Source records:

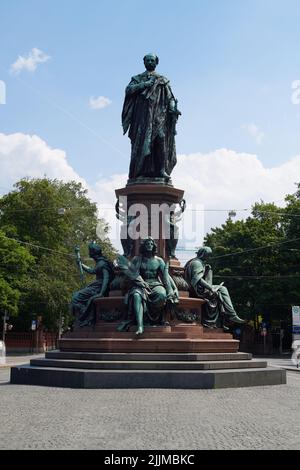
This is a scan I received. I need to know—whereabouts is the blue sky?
[0,0,300,253]
[0,0,300,182]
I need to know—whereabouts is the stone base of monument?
[11,351,286,389]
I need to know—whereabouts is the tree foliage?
[205,189,300,326]
[0,178,114,329]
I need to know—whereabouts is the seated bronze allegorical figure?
[118,237,178,335]
[71,242,114,327]
[185,246,245,331]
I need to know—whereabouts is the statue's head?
[197,246,212,259]
[89,242,102,259]
[144,53,159,72]
[140,237,157,255]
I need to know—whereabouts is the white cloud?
[242,122,265,145]
[89,96,112,109]
[10,47,50,74]
[0,133,85,188]
[0,133,300,253]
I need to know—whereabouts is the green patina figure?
[122,54,181,180]
[165,199,186,259]
[71,242,114,326]
[185,246,245,331]
[118,237,178,335]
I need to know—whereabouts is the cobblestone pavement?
[0,369,300,450]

Instructions to follow:
Reproduce all of the data above word for word, omitting the pictures.

Finished answer:
This is a scan I received. I need to know—whereabouts is the blue sky?
[0,0,300,253]
[0,0,300,182]
I need to know—whereabouts is the stone base of monument?
[11,351,286,389]
I need to know—whereabouts is the tree foliage?
[205,189,300,326]
[0,178,114,329]
I need to know—whereabouts is the seated bronze allegorical figure?
[118,237,178,335]
[71,242,114,327]
[185,246,245,331]
I need to know—whereabouts is the statue's head?
[197,246,212,259]
[89,242,102,259]
[144,53,159,72]
[140,237,157,255]
I need to know—whereabouts is the white cloud?
[242,122,265,145]
[89,96,112,109]
[10,47,50,74]
[0,133,85,188]
[0,133,300,253]
I need to know—whereabouts is the green patina figure?
[122,54,181,180]
[165,199,186,259]
[71,242,114,326]
[185,246,245,331]
[118,237,178,335]
I need to know—whereabouts is the cobblestone pavement?
[0,369,300,450]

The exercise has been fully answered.